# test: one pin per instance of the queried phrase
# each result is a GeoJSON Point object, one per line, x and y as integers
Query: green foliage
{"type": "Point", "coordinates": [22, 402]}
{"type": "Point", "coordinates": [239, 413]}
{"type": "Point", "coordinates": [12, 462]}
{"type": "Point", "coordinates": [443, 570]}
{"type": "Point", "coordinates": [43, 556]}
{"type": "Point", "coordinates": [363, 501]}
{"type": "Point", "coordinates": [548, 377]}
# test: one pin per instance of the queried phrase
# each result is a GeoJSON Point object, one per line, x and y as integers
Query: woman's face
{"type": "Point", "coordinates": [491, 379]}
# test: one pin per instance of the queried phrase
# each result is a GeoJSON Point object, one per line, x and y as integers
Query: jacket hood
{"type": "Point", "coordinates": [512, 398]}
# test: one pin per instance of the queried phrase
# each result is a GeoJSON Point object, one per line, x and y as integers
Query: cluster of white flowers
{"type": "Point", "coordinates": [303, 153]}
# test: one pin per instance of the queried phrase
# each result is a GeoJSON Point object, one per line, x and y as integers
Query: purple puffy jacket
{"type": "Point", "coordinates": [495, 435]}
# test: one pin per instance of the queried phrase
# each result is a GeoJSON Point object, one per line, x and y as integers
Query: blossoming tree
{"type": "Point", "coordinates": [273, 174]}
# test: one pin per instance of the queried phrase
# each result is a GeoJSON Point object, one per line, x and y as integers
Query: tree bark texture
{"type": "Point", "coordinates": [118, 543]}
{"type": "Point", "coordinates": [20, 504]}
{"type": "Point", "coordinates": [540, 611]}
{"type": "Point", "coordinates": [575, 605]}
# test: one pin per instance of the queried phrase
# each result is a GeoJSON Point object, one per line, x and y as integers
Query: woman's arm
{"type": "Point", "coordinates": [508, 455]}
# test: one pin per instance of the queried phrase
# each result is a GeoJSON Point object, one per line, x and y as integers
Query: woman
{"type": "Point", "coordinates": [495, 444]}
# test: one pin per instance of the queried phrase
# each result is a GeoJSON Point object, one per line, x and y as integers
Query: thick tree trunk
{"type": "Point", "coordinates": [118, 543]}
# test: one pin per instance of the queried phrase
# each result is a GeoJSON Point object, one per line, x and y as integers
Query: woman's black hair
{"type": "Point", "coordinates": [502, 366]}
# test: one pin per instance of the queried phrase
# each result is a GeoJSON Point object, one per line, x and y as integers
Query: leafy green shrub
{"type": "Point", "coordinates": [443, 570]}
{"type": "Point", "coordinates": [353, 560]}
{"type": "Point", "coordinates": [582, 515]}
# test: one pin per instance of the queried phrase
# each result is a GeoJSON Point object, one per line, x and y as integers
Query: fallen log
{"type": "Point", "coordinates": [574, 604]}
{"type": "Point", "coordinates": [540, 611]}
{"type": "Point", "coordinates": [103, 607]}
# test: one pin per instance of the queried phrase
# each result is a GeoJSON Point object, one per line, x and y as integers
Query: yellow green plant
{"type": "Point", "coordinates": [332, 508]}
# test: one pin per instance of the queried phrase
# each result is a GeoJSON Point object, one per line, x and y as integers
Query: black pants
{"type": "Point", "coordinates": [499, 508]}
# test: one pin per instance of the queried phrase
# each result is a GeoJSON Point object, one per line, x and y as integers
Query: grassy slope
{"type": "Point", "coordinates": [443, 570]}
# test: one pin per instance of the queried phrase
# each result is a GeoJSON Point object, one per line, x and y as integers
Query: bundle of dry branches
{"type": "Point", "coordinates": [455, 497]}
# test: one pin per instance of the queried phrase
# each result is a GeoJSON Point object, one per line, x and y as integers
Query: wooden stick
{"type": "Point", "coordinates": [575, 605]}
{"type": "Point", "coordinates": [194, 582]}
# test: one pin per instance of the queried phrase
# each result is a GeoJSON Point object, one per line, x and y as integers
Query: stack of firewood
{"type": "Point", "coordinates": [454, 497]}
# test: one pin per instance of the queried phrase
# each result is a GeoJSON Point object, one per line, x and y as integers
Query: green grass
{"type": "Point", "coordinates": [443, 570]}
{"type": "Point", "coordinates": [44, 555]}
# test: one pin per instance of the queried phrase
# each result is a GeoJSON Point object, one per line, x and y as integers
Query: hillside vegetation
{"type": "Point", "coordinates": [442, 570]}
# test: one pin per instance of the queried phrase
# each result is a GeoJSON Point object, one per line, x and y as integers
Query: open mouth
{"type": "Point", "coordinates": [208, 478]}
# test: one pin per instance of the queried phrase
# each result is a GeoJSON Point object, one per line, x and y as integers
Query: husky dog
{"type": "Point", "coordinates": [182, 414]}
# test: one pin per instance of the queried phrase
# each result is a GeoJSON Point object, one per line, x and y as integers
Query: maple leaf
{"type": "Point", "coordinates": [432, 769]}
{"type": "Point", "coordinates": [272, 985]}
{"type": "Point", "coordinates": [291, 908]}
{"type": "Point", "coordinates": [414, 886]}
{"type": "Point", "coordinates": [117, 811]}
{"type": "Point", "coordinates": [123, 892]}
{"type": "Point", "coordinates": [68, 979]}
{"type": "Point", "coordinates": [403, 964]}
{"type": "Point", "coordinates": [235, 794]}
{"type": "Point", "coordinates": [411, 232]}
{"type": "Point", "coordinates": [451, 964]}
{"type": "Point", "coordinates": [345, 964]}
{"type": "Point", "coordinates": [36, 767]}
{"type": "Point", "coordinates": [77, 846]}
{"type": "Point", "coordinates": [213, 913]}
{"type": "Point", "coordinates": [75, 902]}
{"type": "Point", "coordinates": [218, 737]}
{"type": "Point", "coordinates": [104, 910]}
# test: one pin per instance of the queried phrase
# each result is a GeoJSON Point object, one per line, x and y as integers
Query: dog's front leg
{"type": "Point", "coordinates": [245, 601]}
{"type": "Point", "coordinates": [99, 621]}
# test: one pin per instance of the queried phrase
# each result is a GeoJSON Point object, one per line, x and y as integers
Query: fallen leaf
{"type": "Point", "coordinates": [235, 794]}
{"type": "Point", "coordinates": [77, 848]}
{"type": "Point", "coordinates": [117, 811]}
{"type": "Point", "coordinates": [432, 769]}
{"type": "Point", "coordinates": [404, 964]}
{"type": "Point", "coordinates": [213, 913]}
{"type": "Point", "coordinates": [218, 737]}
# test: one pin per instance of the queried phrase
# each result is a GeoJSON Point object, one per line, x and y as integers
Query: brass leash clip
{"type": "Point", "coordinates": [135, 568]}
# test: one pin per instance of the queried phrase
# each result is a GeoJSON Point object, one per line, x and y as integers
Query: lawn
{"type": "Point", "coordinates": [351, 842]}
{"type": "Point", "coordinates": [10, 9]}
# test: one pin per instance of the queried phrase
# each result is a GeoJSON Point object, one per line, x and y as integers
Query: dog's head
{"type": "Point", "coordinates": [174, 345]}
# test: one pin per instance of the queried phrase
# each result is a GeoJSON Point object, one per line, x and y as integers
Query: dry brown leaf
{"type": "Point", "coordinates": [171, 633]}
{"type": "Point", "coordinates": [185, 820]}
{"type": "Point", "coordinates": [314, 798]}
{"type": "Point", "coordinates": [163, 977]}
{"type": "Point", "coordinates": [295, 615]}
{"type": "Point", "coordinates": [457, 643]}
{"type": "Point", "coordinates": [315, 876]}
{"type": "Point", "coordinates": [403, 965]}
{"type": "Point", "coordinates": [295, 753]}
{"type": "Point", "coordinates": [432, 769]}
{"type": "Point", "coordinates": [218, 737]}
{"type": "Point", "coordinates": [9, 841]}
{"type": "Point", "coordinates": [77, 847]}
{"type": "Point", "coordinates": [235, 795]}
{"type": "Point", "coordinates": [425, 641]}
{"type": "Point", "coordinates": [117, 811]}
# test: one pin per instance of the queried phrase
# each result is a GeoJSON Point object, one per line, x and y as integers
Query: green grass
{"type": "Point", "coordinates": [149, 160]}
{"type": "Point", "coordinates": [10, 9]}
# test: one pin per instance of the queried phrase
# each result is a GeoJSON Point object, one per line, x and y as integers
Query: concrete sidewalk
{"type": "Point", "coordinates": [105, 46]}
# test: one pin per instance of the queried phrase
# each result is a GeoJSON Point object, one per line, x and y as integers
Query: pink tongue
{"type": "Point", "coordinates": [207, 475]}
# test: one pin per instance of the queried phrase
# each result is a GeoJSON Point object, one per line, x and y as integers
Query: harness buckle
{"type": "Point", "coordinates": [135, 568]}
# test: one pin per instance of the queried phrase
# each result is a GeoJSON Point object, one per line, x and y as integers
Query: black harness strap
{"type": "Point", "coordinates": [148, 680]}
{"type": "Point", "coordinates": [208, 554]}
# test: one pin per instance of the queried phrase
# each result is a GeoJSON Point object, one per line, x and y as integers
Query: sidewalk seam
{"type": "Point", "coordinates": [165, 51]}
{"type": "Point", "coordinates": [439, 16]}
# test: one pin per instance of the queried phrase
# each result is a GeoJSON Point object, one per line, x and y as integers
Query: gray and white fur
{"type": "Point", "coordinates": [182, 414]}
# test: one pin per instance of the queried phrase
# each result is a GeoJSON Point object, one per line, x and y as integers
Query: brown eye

_ _ _

[Short problem] Pick out every line of the listing above that contains the word "black" and copy each one.

[Task result]
Query: woman's black hair
Query: black pants
Query: black harness strap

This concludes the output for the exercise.